**Collected data:**
***
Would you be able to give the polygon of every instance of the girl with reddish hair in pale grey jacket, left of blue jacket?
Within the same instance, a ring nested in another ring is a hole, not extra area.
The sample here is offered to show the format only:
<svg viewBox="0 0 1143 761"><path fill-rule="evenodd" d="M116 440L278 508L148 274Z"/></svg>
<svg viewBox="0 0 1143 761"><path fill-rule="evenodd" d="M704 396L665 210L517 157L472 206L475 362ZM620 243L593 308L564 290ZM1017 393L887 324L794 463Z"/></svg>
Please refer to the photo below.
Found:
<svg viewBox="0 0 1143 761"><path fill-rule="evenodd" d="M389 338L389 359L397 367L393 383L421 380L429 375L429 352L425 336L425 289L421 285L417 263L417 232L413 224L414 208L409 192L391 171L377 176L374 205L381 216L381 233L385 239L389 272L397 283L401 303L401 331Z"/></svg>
***
**TASK DESCRIPTION:** Precisely as given, transcribe all of the entries above.

**EXERCISE SOLUTION:**
Would you be able to give the polygon of every instance of the girl with reddish hair in pale grey jacket, left of blue jacket?
Within the same instance, a ring nested in another ring is a hole, not extra area.
The sample here is offered to show the format only:
<svg viewBox="0 0 1143 761"><path fill-rule="evenodd" d="M116 440L278 508L148 274Z"/></svg>
<svg viewBox="0 0 1143 761"><path fill-rule="evenodd" d="M704 396L665 210L517 157L472 206L475 362ZM620 243L593 308L564 290ZM1017 393L887 324L794 463Z"/></svg>
Please refer to the photo below.
Found:
<svg viewBox="0 0 1143 761"><path fill-rule="evenodd" d="M389 338L389 359L397 367L393 383L421 380L429 375L429 352L425 336L425 289L421 285L417 263L417 232L413 224L414 208L409 192L391 171L377 176L374 205L381 216L381 233L385 239L389 272L397 283L401 303L401 331Z"/></svg>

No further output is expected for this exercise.